Can you reproduce verbatim the lines of the material below, from the line containing "Can you spot the white football cleat" through the end of the material?

>> START Raw data

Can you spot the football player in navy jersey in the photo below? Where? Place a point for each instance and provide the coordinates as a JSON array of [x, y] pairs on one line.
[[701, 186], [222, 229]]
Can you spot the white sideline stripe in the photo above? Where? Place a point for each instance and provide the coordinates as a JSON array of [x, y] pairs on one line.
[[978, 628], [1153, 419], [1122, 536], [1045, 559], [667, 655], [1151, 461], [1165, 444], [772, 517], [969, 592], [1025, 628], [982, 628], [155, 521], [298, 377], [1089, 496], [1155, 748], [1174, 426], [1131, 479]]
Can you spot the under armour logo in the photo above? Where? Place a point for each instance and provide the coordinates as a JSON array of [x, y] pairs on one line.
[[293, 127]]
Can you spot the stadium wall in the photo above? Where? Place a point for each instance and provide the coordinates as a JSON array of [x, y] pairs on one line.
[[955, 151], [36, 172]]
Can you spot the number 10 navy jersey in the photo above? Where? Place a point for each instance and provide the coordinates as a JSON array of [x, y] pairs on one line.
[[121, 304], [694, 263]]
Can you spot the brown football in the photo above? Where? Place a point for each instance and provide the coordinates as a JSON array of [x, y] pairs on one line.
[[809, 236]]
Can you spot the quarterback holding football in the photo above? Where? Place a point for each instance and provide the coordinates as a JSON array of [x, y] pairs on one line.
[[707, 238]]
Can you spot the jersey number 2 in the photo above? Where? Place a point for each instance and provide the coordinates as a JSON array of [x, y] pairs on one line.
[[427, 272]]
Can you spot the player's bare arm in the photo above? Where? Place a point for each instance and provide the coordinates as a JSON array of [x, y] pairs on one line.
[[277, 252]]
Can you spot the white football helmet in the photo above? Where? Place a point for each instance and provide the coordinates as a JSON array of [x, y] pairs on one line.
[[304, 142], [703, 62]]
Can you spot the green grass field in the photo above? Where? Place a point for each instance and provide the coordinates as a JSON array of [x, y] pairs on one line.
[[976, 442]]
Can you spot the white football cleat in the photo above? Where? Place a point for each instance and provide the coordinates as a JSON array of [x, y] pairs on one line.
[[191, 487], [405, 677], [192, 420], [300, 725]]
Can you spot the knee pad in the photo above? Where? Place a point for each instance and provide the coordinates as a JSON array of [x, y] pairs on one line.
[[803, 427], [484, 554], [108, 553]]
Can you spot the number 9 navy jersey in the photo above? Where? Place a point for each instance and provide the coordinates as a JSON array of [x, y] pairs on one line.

>> END Raw data

# The response:
Can you spot the white football cleat in the photo above? Where? Place a point for each instance and provide the coordinates as a JSON array of [x, y] pairs on one line.
[[191, 487], [405, 677], [192, 420], [300, 725]]
Can you spot the knee pad in the photo above? Where? Place a point for each instance and provide the coordinates as a JSON array of [x, y] pairs on one line.
[[803, 427], [484, 554], [108, 553]]
Can you spot the number 9 navy jersey in the photo above? Where? Place a point for each instance and provide the coordinates as a JSON array of [x, y] pairs on one line.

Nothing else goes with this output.